§ Activity
Please list every song that the excerpt below about Bob Kingsley's countdown show says was edited to reference the show, with its artist.
===== Excerpt to read
  • Cheap Heat: A few songs got edits referencing the show: "Tim McGraw" by Taylor Swift changed "Someday you'll turn your radio on" to "And turn the Bob Kingsley countdown on"; Craig Morgan's "Little Bit of Life" changed "A little bit of radio going boom-boom-boom" to "A little bit of Kingsley..."; and Justin Moore's "Small Town USA" changed "David Allan Coe and a six-pack of Lite" to "CT40 and a six-pack of Lite".
  • Christmas Episode: The six-hour "Christmas in America," which was carried over from his days at ACC. In 2016, a four-hour version, to air the weekend of December 24-25, replaced the normal weekly countdown show, as virtually all affiliates were playing holiday music anyway.
    • The 2019 episode, to air two months after Kingsley’s death, was a Clip Show, with segments from the past 25 years of shows.
  • Cool Old Guy: Kingsley had this air about him until his death: a man in his 70s introducing new artists and songs who weren’t even twinkles in anyone’s eyes when he began with his original show (as producer) in 1974.
==========
===== Data provided
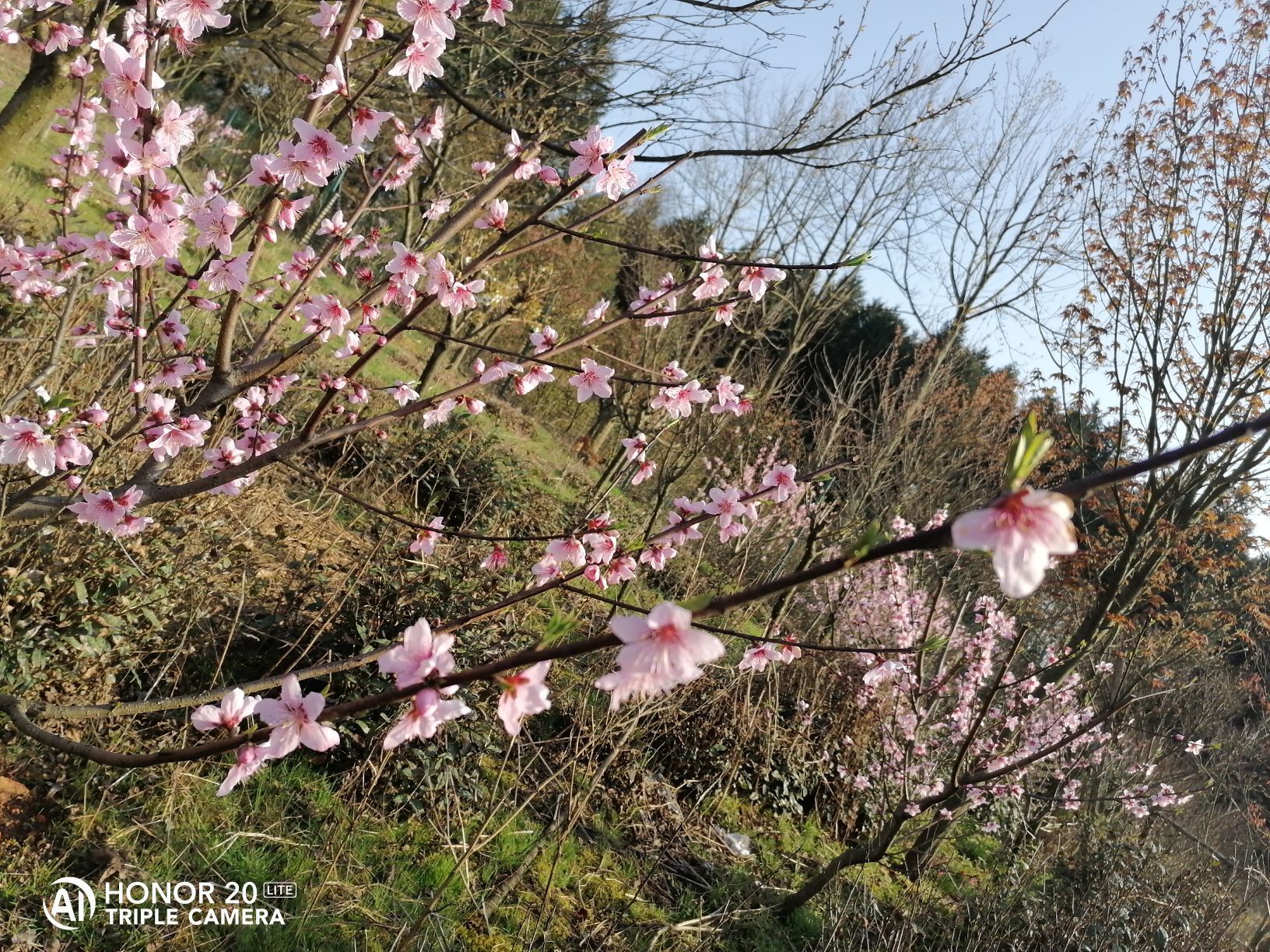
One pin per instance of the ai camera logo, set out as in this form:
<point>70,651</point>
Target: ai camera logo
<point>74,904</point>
==========
===== Data provided
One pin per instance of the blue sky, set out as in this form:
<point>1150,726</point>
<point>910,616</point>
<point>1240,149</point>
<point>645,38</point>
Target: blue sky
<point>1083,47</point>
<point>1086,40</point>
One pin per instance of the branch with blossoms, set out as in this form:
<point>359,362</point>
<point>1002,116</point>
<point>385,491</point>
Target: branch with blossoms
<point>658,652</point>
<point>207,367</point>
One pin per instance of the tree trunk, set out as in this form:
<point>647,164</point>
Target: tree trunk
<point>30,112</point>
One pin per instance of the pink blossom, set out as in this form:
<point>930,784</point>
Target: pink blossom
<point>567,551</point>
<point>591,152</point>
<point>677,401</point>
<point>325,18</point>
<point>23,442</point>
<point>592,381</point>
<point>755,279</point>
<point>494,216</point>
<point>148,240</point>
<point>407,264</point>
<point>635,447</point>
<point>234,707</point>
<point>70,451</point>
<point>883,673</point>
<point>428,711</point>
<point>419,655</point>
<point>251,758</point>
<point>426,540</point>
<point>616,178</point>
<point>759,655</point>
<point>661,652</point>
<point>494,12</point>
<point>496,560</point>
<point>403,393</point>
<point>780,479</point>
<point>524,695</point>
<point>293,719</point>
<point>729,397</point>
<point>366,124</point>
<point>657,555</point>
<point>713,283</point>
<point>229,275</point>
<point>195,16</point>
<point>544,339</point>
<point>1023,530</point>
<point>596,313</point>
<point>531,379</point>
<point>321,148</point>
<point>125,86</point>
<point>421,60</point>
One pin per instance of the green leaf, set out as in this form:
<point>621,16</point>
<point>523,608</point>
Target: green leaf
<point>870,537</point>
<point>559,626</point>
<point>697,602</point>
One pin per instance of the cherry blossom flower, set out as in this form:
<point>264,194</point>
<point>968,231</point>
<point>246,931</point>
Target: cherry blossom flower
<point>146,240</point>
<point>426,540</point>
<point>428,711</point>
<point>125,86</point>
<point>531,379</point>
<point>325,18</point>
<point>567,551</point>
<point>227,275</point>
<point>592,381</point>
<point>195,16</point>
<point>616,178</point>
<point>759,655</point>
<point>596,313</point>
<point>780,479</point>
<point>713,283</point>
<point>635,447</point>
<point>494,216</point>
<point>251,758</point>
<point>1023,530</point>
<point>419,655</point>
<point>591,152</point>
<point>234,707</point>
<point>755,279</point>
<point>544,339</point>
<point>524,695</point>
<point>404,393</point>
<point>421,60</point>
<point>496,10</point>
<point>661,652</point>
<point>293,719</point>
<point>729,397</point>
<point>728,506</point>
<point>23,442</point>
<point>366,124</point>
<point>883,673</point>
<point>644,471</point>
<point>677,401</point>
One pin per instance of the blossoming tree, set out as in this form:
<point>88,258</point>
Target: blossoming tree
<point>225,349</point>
==========
§ Your response
"Tim McGraw" by Taylor Swift
"Little Bit of Life" by Craig Morgan
"Small Town USA" by Justin Moore